**Task to complete**.
A stretch of the entries below is to be set down exactly, running from the line with "finding every sky" through the line with "finding every front", both included, and no other line.

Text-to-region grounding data

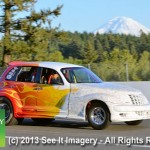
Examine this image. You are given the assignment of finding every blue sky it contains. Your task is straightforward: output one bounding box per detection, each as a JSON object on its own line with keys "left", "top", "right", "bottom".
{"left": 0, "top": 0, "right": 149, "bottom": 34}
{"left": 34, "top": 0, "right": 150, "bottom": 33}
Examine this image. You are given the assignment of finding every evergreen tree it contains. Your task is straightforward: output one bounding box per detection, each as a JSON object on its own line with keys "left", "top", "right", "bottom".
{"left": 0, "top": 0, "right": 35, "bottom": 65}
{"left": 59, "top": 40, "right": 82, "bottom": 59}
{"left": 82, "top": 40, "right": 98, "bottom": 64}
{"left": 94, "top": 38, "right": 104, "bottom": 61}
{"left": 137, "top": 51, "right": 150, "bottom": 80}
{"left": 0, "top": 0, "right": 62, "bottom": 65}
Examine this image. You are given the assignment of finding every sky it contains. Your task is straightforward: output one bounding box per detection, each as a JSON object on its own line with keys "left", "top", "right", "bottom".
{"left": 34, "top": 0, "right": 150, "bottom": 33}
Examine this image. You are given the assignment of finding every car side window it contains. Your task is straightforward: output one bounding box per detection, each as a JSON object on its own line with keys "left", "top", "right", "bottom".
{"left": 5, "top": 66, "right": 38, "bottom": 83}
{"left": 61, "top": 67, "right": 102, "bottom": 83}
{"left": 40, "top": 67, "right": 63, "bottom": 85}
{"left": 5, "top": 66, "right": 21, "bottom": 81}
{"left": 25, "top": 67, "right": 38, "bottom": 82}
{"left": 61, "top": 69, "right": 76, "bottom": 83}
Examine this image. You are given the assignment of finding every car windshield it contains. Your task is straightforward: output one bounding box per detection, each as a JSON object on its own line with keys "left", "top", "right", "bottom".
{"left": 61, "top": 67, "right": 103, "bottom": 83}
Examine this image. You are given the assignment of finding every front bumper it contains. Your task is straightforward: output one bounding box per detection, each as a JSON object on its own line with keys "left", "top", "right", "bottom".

...

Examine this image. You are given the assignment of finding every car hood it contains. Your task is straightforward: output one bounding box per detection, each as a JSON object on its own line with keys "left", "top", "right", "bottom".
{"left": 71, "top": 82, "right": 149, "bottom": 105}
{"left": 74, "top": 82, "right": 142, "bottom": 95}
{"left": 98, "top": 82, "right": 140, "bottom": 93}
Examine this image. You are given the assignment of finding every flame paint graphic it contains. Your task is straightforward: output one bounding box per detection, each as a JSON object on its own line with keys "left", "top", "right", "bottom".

**Response**.
Examine this image. You are given the assignment of finding every sky it contains. Your task is straightforward: output one bounding box per detection, each as a JSON object on its own line with keys "left", "top", "right", "bottom".
{"left": 34, "top": 0, "right": 150, "bottom": 33}
Examine this image. You are given the assignment of finding every car side window it contains. Your task is straightforward: output one bounding box per detection, each as a JSON object on its own line with keys "left", "top", "right", "bottom".
{"left": 5, "top": 66, "right": 38, "bottom": 83}
{"left": 61, "top": 67, "right": 102, "bottom": 83}
{"left": 40, "top": 67, "right": 63, "bottom": 85}
{"left": 5, "top": 66, "right": 21, "bottom": 81}
{"left": 25, "top": 67, "right": 38, "bottom": 82}
{"left": 61, "top": 69, "right": 76, "bottom": 83}
Examine this image. You are given the assignment of finding every car windshield it contains. Your task is straightforward: output one bounding box per detection, each as a JSON object on its own line with keys "left", "top", "right", "bottom".
{"left": 61, "top": 67, "right": 103, "bottom": 83}
Examine this image. You are given the assignment of finding every front bumper it contains. Your task is straightforward: output one bounding box per detection, each as a JSON object on its own line with keys "left", "top", "right", "bottom".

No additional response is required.